STATED EXERCISE: Copy the line containing "Each instance of the sunglasses", then all lines after it up to and including the final line of the material, exactly and without additions.

──────

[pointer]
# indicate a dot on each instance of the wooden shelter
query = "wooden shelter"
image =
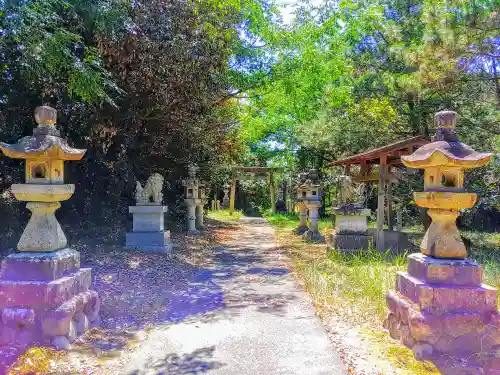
(245, 173)
(386, 158)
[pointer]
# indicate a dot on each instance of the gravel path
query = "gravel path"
(253, 319)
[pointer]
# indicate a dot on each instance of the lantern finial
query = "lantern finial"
(45, 116)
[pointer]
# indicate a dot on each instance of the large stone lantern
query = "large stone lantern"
(441, 308)
(194, 196)
(44, 294)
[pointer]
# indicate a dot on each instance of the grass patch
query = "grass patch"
(225, 215)
(351, 287)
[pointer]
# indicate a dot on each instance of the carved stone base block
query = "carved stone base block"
(313, 236)
(300, 230)
(149, 241)
(148, 229)
(444, 313)
(349, 242)
(351, 221)
(45, 298)
(148, 218)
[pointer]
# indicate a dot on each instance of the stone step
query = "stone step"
(26, 266)
(446, 298)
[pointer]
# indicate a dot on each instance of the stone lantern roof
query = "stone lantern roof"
(45, 143)
(446, 150)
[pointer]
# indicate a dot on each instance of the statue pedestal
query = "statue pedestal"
(444, 313)
(45, 299)
(148, 231)
(351, 230)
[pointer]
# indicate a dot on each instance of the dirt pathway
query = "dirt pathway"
(242, 313)
(257, 320)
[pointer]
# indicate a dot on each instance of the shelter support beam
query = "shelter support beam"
(272, 192)
(381, 203)
(390, 219)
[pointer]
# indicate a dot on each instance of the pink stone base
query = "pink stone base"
(35, 311)
(443, 312)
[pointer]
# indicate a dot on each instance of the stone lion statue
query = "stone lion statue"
(151, 193)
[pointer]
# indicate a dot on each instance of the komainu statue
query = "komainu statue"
(151, 193)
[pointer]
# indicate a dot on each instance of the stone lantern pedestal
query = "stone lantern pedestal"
(45, 297)
(441, 309)
(148, 231)
(351, 229)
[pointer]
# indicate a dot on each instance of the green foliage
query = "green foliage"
(353, 75)
(144, 87)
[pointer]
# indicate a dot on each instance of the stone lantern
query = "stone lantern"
(302, 191)
(309, 202)
(351, 219)
(441, 308)
(225, 200)
(44, 294)
(194, 196)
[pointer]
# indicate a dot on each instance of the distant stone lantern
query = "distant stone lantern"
(225, 200)
(309, 202)
(44, 294)
(441, 309)
(302, 192)
(194, 196)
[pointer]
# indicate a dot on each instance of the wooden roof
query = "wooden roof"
(256, 169)
(392, 152)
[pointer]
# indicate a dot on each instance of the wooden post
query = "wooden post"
(390, 220)
(271, 191)
(232, 196)
(381, 203)
(347, 169)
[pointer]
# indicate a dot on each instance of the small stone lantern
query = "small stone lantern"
(302, 191)
(44, 294)
(194, 192)
(225, 200)
(309, 202)
(441, 309)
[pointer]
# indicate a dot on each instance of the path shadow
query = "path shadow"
(198, 362)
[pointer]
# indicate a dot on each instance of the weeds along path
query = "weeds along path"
(262, 323)
(240, 313)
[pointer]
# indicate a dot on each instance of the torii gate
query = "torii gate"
(245, 173)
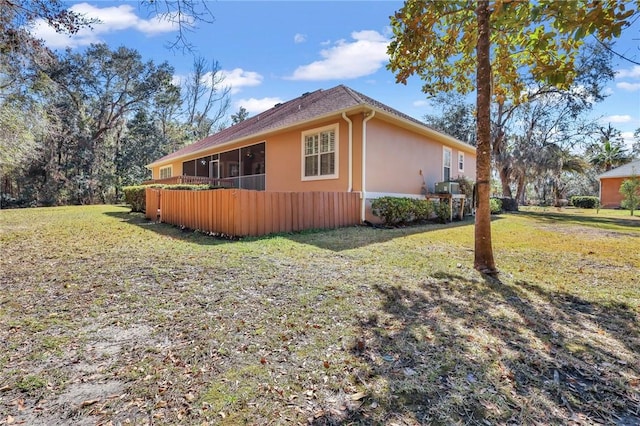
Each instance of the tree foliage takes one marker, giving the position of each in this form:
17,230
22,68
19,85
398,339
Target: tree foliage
609,151
451,44
239,116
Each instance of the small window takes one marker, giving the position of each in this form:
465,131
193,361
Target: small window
319,153
165,172
446,164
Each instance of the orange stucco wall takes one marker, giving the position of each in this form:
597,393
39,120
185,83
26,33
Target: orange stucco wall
610,192
412,154
284,160
395,157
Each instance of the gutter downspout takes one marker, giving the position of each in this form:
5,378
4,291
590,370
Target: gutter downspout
368,116
350,184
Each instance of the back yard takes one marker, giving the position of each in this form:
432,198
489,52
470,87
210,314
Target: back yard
108,318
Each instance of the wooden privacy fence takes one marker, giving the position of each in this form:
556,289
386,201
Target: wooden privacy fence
241,212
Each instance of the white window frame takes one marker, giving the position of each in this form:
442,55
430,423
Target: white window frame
336,130
446,150
162,169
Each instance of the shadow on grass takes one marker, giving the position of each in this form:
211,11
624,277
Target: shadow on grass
328,239
361,236
484,352
594,220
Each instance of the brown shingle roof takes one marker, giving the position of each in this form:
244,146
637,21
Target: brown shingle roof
306,107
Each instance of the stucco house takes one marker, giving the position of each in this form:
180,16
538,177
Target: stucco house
610,182
327,140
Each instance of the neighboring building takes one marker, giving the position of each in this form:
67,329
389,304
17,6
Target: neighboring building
328,140
610,182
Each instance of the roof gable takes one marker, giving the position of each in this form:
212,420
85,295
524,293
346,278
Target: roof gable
626,170
307,107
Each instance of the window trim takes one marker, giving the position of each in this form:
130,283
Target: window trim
446,149
336,175
161,169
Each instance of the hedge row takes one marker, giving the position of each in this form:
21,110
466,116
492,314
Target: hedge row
400,210
135,195
585,201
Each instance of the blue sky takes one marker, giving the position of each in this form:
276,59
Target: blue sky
272,51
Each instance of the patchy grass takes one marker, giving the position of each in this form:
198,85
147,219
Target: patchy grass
106,317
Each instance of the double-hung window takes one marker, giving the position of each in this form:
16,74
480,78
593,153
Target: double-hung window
446,164
165,172
320,150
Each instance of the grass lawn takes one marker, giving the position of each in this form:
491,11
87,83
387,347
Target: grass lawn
107,318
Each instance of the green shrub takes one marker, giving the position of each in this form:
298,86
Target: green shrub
397,210
585,201
422,209
187,187
135,196
495,205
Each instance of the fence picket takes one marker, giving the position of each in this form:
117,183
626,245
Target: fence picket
239,212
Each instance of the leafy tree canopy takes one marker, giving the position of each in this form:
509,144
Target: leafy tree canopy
436,40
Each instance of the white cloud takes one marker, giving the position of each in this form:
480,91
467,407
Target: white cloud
617,119
631,73
177,80
256,106
363,56
111,19
238,78
630,87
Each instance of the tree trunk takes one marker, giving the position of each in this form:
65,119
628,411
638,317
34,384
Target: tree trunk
505,180
520,192
483,261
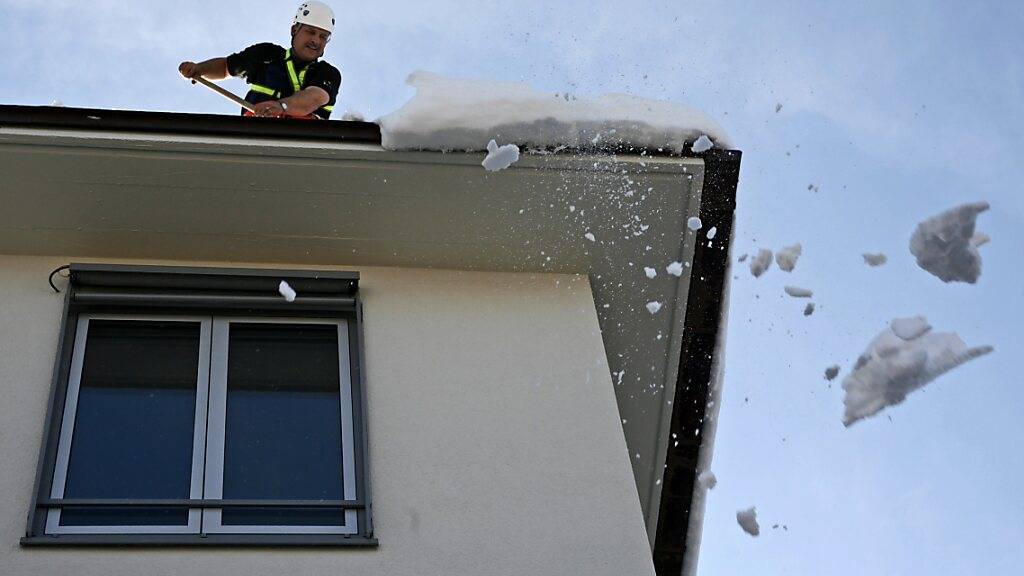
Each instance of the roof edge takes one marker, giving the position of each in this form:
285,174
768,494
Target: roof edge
227,125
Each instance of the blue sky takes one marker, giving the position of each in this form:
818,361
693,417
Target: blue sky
896,111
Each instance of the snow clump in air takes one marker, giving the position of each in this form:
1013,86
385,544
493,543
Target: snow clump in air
702,144
761,262
875,259
894,366
500,158
798,292
909,328
943,244
449,114
287,291
786,257
749,521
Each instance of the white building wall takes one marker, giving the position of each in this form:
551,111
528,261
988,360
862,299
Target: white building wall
496,442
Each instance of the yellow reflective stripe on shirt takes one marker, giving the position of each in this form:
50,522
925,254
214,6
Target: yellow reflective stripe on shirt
263,90
297,79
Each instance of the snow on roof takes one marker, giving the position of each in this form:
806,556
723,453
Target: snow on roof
451,114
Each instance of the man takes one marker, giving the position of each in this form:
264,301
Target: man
292,82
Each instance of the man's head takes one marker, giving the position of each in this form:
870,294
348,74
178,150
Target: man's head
311,30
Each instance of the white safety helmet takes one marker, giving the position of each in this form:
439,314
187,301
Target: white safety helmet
315,13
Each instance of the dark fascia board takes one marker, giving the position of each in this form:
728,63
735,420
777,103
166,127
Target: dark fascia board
225,125
696,363
177,123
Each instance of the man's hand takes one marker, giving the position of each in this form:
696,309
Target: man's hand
189,70
269,109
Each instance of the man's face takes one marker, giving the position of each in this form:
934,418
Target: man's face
308,42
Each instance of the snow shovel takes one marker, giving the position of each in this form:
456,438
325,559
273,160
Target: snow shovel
250,109
227,94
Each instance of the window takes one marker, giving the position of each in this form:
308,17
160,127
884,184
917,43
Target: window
197,406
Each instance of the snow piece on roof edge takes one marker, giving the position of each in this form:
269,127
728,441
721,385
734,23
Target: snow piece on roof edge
451,114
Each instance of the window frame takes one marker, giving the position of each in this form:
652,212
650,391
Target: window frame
214,477
116,291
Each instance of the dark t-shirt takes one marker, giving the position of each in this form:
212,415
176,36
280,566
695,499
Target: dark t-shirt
263,65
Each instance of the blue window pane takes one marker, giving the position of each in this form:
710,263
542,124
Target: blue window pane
134,423
283,429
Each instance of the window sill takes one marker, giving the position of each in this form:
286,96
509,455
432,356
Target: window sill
326,540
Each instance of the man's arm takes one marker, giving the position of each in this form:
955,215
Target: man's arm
213,69
303,103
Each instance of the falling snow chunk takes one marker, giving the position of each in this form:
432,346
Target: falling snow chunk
893,367
749,521
702,144
942,244
461,115
761,262
798,292
909,328
786,257
500,158
875,259
287,291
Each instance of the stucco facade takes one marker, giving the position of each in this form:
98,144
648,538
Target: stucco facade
496,445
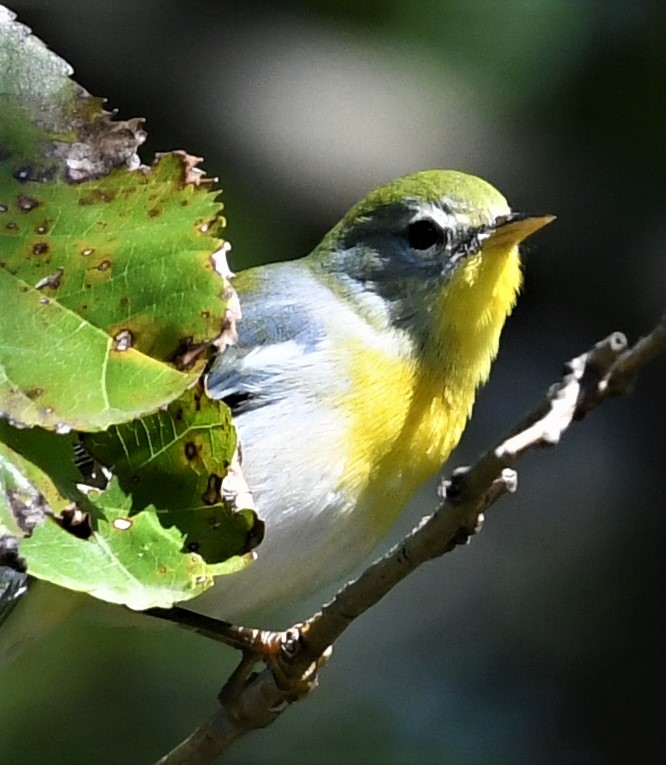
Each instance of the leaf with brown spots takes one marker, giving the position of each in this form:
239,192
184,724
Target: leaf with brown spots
176,460
109,290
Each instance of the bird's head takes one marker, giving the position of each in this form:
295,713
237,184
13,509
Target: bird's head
431,252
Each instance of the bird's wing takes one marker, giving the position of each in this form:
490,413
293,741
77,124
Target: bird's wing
279,330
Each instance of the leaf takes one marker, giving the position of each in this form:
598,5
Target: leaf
128,559
177,460
23,487
103,282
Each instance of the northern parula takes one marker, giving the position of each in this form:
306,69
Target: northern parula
353,377
355,372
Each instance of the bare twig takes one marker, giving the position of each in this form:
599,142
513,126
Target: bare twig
293,657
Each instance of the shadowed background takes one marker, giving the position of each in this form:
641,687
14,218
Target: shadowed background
542,641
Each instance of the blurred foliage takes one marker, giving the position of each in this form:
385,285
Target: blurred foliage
541,642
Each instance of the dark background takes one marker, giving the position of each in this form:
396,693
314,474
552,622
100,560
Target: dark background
542,641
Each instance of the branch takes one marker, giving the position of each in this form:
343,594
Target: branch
254,700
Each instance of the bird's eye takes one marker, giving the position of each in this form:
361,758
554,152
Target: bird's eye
423,234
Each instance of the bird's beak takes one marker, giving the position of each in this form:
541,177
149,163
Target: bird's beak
513,228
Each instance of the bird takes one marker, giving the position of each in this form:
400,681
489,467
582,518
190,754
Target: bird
355,372
353,375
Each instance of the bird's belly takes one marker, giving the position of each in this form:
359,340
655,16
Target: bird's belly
315,534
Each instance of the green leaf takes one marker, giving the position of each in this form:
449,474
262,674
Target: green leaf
103,282
177,460
128,559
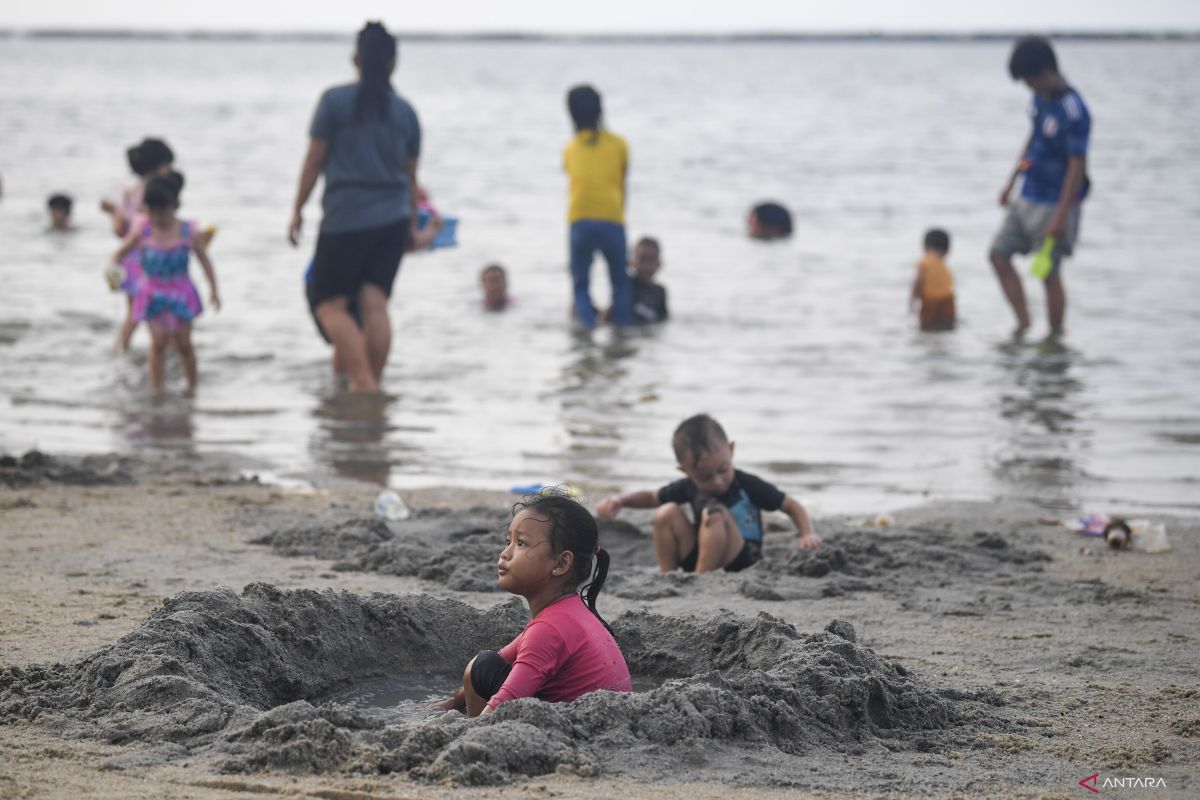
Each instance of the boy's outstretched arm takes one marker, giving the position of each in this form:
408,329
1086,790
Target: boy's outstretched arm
1017,170
611,505
808,540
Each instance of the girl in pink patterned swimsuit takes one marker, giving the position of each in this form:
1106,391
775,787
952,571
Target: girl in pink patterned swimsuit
166,298
567,650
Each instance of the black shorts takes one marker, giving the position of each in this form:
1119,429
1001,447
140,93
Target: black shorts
749,555
352,308
348,260
489,673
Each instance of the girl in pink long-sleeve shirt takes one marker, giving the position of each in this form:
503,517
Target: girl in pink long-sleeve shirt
567,649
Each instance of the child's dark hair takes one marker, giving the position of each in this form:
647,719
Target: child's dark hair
162,191
59,202
583,104
774,216
573,528
149,155
1032,55
937,240
376,50
649,241
695,435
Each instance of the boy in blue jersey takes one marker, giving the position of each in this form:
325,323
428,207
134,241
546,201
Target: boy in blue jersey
1054,164
725,528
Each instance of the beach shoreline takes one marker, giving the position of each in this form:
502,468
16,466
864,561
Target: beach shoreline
1089,653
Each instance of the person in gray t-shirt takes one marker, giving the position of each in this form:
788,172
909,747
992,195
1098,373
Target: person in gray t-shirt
365,139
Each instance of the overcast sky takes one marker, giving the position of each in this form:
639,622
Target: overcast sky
607,16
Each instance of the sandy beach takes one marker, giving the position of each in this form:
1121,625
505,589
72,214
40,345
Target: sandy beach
175,629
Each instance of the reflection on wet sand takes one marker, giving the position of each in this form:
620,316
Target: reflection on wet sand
160,422
1043,407
351,435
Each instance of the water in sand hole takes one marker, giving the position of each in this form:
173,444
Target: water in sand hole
408,690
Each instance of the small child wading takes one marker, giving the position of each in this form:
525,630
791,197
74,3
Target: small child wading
166,298
933,289
567,650
725,529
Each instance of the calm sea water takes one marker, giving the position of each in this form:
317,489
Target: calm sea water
803,349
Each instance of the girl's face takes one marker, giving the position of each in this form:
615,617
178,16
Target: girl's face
527,563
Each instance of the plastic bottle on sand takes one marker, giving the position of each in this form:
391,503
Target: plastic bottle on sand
390,506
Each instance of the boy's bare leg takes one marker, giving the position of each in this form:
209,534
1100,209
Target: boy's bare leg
720,541
183,340
1056,302
475,703
673,536
1012,286
376,328
349,343
159,341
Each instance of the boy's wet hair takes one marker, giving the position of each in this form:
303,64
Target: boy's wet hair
1031,56
162,191
649,241
583,104
149,155
695,435
59,202
774,216
573,528
937,240
376,52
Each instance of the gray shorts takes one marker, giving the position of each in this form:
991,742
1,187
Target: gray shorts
1025,229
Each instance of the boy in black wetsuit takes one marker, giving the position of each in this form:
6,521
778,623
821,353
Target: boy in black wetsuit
726,505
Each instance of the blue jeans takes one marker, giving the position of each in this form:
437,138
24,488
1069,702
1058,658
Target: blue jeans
609,238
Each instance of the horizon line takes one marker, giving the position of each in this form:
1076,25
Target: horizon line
49,32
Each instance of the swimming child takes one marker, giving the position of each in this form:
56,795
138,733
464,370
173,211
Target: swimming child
769,221
59,208
147,158
597,162
567,650
496,288
166,298
726,505
933,288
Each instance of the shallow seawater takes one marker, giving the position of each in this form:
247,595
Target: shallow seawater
803,349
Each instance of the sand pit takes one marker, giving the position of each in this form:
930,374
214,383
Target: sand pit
239,680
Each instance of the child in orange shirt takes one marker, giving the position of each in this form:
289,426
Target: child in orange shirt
934,286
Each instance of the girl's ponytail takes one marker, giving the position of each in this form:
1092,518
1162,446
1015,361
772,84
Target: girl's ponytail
376,52
592,588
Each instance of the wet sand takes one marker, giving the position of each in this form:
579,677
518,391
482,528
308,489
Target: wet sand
166,630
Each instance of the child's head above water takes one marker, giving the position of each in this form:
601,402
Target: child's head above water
161,196
769,221
150,156
705,453
937,241
647,258
59,205
496,287
551,545
583,104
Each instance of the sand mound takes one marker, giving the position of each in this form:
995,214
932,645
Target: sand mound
89,470
238,680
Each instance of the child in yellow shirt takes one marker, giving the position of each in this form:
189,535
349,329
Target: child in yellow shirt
934,286
597,162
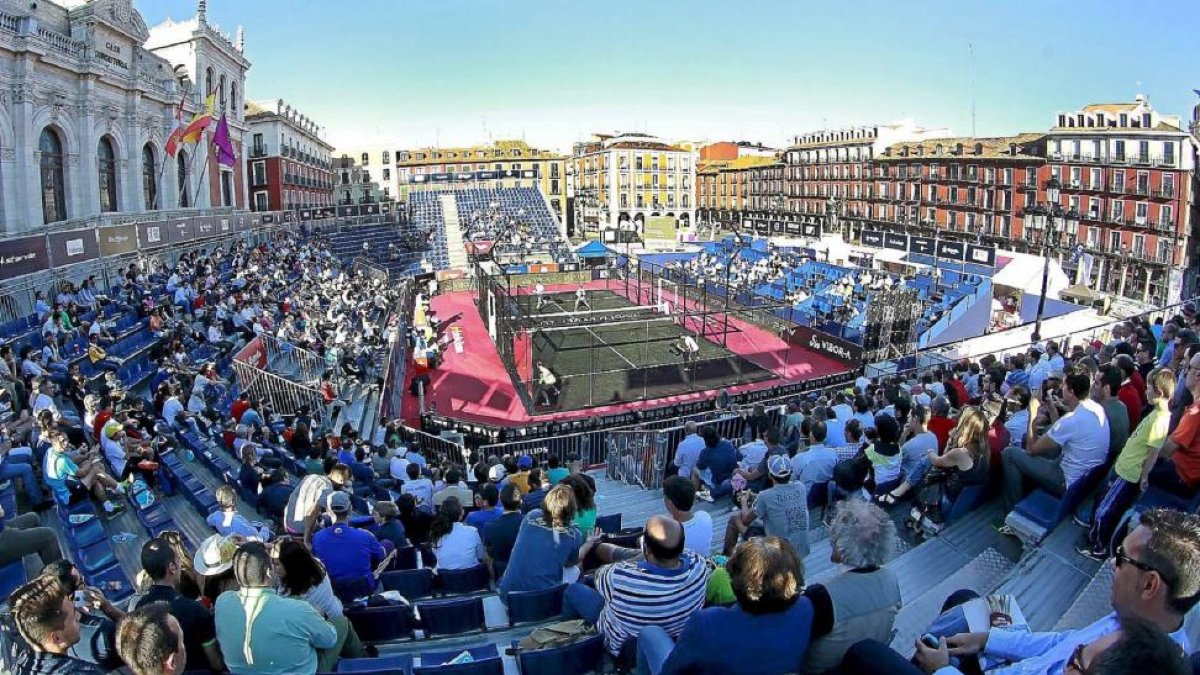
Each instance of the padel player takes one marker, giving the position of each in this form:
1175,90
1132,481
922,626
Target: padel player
581,299
546,386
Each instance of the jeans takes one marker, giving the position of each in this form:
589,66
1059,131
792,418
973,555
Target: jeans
654,645
19,467
582,602
1019,465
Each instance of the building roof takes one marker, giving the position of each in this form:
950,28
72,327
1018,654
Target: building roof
995,148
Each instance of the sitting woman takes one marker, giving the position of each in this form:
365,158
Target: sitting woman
301,575
455,544
771,613
964,464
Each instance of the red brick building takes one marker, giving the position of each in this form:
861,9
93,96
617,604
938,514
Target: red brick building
288,163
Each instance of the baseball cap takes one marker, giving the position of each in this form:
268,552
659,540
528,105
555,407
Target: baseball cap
779,466
340,502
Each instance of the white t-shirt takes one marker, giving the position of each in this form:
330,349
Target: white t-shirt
1084,437
697,533
461,549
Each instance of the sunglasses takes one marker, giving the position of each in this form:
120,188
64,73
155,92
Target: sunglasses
1123,557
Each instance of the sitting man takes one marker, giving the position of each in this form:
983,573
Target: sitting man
1156,578
663,589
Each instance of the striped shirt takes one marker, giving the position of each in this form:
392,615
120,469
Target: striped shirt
639,593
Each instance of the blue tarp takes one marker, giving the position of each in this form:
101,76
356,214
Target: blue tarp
594,250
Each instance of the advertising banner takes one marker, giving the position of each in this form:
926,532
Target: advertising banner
69,248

──────

EXPECTED ANSWER:
Each instance of the sunglasses takes one marker, giving the position of each in this form:
120,188
64,73
155,92
Target: sunglasses
1123,557
Each instance of the sitting man takes one marker, giving the position of each in this form:
983,573
Target: sitting man
1156,578
663,589
Each instance of the striped shirt takes one marker, giving the position of each in this form:
392,615
120,469
Target: striped shirt
639,593
Each instance of the blue tarp takes one marker, giving the position of each in this form:
101,76
356,214
Target: blue tarp
594,250
Each instance of the advertising banner takes one marker, giving the position of each in this form:
926,532
Target: advertising banner
69,248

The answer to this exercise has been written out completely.